To be done —
Count the lines in the items below that contain the string "white", treating uppercase and lowercase as different, and reply with the number alone.

····················

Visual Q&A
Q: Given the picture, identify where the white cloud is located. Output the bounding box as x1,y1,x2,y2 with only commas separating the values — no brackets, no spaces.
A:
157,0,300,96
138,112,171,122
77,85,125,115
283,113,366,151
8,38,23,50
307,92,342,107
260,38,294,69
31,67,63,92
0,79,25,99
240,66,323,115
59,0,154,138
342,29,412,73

····················

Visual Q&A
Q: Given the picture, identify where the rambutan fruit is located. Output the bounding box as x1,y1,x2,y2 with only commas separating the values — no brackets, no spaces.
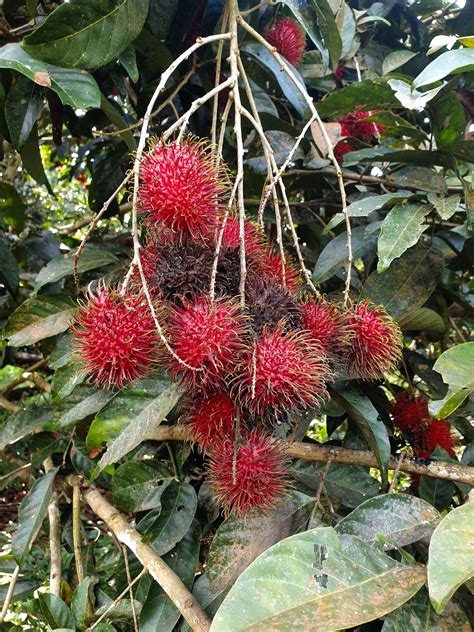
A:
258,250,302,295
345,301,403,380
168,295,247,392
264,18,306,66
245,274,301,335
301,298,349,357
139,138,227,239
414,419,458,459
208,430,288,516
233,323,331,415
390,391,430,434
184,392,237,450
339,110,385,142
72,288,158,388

····················

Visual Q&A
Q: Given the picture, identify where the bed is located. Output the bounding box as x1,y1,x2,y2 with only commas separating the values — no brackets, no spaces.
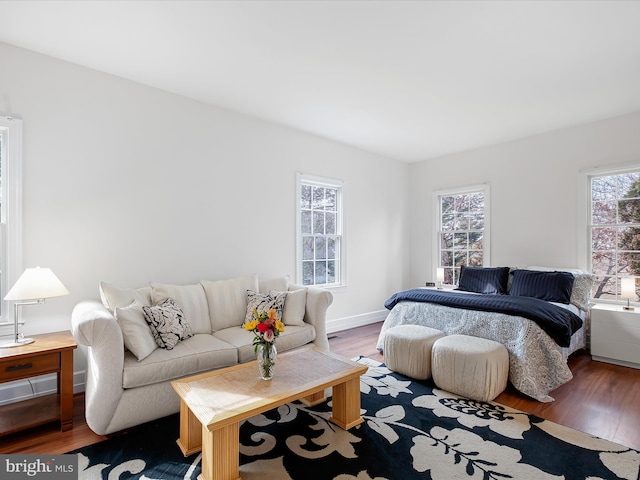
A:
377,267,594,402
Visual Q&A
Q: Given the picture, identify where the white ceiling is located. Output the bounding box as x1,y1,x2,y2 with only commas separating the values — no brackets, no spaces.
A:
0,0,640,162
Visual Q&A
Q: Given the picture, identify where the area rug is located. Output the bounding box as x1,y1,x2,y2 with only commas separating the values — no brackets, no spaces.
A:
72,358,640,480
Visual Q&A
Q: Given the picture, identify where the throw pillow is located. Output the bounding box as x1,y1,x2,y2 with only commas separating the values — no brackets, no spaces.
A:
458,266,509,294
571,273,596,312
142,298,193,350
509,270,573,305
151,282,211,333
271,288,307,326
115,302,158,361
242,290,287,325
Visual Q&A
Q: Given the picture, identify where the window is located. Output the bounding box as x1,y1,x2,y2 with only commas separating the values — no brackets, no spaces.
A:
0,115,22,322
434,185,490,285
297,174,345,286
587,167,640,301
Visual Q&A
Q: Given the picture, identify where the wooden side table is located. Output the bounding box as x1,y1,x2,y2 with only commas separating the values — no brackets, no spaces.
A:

····················

Exercise answer —
2